____ FRAGMENTO DE PÁGINA
Ponemos a disposición del lector el artículo "El encuentro del águila y el león", de Gérard Roche, que forma parte de la compilación El encuentro de Breton y Trotsky en México
Ariane Díaz @arianediaztwt
Viernes 24 de julio de 2020 22:50
Ilustración: Natalia Rizzo
El encuentro de Breton y Trotsky en México es uno de los títulos de Ediciones IPS, que busca dar cuenta del encuentro entre André Breton, la figura más representativa del surrealismo, y León Trotsky, el dirigente revolucionario, exiliado por entonces en tierras mexicanas. Los materiales que compila permiten profundizar en los debates en torno a la situación del arte en el capitalismo y su relación con la revolución.
Corría abril de 1938 cuando Breton llega a México, acompañado por Jacqueline Lamba, para dar una serie de charlas; se quedarán allí hasta recién iniciado agosto. Alojados por Diego Rivera y Frida Kahlo, Breton concreta en esos meses una serie de encuentros con Trotsky. Las circunstancias eran significativas: el debate cultural y artístico europeo se debatía entonces entre el ascenso del fascismo y el asentamiento del stalinismo en la URSS. El surrealismo mismo se había dividido para entonces entre los defensores del “realismo socialista” y los críticos –como Breton– de la política del stalinismo dentro de la URSS y en los procesos revolucionarios en Europa. Las charlas oficiales proyectadas por Breton, de hecho, fueron boicoteadas por el stalinismo local, y hasta hubo temor a un posible atentado.
De esos intercambios salió el eje del libro, el “Manifiesto por un arte revolucionario independiente”, que redactó en primera instancia Breton y luego modificó Trotsky. En el libro presentamos las dos versiones comparadas, porque este ejercicio desafía prejuicios: hay fragmentos sobre la relación que entre “base y superestructura” establece el marxismo, por ejemplo, que había puesto Breton, y que Trotsky sugiere modificar; y pasajes sobre la “completa anarquía en el arte” que uno atribuiría a Breton y… son de Trotsky. Esos cambios son muy reveladores de sus trayectorias previas y de sus formas de abordar estos problemas.
________
DESCRIPCIÓN DEL EJERCICIO: Por favor, prosigue el texto sobre el encuentro de Breton y Trotsky en México a partir de su última oración. Los registros provienen de una fuente distinta.
____ REGISTROS MOSTRADOS
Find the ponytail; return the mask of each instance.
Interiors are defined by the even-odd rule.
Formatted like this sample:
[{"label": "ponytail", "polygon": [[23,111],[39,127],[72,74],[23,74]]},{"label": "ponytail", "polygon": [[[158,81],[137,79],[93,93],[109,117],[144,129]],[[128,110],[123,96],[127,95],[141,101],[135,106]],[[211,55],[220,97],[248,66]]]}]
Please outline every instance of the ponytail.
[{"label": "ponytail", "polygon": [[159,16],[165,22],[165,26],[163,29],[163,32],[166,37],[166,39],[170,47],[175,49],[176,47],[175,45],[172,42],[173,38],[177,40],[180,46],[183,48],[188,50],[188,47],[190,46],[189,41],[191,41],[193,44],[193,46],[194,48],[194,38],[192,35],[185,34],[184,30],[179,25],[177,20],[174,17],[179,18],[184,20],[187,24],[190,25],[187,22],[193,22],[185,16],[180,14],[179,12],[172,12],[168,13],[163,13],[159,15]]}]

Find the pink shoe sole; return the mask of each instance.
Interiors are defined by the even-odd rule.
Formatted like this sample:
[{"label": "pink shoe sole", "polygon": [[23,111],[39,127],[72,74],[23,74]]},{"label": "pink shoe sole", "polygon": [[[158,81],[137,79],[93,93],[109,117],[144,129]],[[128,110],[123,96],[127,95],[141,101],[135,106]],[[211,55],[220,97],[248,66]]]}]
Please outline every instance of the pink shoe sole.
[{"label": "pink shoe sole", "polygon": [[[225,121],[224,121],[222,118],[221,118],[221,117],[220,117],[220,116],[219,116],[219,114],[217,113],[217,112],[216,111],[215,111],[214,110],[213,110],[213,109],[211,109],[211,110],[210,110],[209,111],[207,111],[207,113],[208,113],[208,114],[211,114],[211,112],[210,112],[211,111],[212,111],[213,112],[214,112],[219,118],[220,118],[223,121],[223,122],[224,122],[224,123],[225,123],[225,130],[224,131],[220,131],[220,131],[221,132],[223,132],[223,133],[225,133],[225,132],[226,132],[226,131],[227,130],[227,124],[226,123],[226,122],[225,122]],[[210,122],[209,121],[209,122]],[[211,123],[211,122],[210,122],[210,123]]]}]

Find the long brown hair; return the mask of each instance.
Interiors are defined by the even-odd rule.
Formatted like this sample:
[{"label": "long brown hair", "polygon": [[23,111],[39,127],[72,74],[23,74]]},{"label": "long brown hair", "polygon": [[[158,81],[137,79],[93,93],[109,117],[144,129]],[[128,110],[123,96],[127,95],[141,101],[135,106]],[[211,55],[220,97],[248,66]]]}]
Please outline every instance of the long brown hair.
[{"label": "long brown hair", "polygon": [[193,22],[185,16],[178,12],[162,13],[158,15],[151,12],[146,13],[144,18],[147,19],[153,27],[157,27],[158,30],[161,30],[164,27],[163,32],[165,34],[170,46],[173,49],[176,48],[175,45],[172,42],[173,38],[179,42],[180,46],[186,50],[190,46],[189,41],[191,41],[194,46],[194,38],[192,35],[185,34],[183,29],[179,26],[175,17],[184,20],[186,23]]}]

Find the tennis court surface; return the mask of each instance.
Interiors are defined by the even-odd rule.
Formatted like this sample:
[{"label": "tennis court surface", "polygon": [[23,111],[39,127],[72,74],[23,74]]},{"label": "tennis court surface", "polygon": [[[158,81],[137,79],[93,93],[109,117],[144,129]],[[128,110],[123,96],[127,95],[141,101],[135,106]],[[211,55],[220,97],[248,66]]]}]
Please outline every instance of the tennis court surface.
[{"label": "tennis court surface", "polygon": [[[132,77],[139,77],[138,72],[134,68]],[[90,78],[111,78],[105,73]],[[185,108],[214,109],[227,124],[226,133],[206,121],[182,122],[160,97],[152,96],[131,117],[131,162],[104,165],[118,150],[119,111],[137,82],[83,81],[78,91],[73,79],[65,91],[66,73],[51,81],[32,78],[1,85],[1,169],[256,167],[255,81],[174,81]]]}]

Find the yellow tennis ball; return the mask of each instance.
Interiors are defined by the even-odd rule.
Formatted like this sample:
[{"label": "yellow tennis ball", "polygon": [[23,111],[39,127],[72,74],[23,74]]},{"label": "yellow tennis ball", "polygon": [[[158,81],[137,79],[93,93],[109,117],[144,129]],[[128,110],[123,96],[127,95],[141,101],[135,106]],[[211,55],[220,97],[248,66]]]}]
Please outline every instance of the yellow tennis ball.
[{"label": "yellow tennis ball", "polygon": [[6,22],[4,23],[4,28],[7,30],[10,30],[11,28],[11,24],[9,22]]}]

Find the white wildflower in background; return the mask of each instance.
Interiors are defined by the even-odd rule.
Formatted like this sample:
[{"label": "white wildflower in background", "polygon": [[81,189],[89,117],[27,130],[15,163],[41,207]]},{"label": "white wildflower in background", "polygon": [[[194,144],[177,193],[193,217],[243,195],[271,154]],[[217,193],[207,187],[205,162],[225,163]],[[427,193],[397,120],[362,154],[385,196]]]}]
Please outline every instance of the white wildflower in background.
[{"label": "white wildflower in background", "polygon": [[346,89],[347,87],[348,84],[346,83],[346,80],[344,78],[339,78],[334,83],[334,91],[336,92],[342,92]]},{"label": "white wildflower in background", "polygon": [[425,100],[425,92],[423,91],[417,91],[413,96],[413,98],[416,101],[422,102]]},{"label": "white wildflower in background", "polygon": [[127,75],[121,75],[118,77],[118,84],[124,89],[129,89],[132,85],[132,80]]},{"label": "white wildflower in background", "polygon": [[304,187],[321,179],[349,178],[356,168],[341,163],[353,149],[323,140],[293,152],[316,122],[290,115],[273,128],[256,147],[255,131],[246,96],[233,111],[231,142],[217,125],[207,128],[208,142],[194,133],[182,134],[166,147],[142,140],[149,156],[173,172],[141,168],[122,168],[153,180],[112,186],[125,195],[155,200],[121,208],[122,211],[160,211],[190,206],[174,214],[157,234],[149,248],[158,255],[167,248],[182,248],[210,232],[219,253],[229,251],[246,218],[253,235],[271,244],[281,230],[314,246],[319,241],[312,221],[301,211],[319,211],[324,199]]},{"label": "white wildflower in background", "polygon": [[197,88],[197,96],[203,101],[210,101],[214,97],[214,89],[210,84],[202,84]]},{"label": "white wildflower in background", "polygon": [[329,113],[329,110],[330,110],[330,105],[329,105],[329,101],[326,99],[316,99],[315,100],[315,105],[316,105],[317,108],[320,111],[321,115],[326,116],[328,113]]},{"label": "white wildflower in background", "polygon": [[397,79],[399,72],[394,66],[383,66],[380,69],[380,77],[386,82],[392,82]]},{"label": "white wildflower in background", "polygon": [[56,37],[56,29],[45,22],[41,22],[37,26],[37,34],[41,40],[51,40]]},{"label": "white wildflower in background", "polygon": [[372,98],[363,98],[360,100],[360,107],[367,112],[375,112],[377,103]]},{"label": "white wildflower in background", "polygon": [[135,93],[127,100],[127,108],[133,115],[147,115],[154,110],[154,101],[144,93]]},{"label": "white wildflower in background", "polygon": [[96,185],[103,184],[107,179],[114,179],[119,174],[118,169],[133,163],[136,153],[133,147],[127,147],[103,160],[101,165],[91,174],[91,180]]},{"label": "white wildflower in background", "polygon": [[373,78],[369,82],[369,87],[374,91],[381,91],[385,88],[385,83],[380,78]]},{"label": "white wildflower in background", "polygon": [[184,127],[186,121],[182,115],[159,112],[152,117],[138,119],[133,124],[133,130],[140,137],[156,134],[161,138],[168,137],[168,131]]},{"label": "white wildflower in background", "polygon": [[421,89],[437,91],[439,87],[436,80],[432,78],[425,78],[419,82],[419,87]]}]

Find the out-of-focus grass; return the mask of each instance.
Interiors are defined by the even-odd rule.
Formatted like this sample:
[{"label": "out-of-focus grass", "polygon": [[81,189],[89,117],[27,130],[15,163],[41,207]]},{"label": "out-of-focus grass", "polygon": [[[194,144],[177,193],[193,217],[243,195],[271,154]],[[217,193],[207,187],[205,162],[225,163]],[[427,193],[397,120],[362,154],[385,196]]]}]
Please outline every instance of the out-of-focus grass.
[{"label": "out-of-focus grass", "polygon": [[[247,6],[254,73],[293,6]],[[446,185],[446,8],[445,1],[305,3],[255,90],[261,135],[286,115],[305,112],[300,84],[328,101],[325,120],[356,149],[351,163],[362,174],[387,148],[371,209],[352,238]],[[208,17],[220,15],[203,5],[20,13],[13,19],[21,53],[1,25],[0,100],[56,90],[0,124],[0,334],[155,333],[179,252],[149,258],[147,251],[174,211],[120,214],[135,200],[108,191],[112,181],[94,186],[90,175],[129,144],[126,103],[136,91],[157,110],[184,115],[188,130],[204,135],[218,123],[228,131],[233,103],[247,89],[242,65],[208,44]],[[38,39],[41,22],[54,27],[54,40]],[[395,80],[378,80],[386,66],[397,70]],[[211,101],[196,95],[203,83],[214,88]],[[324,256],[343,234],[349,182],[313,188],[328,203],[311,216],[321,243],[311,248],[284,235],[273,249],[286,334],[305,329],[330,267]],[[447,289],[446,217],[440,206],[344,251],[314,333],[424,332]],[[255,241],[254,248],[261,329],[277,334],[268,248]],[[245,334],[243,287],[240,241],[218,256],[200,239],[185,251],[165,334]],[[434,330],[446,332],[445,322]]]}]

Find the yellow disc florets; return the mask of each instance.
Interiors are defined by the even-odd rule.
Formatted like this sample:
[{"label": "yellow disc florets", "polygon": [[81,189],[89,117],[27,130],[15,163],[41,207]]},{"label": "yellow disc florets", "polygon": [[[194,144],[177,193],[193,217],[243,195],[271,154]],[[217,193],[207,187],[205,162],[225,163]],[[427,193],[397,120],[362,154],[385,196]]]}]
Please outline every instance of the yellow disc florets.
________
RESPUESTA DEL EJERCICIO:
Como la idea era abrir el debate sobre las definiciones que allí se hacen, la compilación reúne también una serie de manifiestos, cartas, declaraciones y entrevistas que dan cuenta de los caminos previos que Breton y Trotsky recorrieron para llegar a esas definiciones, sus repercusiones posteriores y los relatos de quienes fueron testigos del encuentro o lo estudiaron: la ya mencionada Jacqueline Lamba, Jan Van Heijenoort –secretario de Trotsky–, Pierre Naville –quien participó de la preparación del encuentro–, Maurice Nadeau –autor de una de las historias más conocidas del surrealismo– y Marguerite Bonnet –quien dirigió la publicación de las Obras de Breton y gestionó, tras la muerte de Trotsky y como amiga personal de Natalia, buena parte del legado escrito por Trotsky–.
Entre estos materiales está también “El encuentro del águila y el león”, de Gérard Roche, que el lector podrá encontrar al final de este artículo, donde se relata detalladamente las coincidencias y diferencias que surgieron entre Breton y Trotsky en torno a temas como la escritura automática, el psicoanálisis, el azar objetivo, el naturalismo y el realismo. Por su parte, el prólogo del libro, a cargo de Eduardo Grüner, destaca el carácter “inaudito” del manifiesto mexicano por quienes fueron sus autores y por la relación que sabe entablar entre política estética y política revolucionaria,controversia que recorrió el debate marxista desde ese entonces y continúa vigente hoy.
De los muchos aspectos que pueden discutirse sobre estos materiales, pronto a cumplirse los 80 años de su muerte, nos dedicaremos brevemente aquí a las definiciones de Trotsky sobre el arte, que transitan estos escritos.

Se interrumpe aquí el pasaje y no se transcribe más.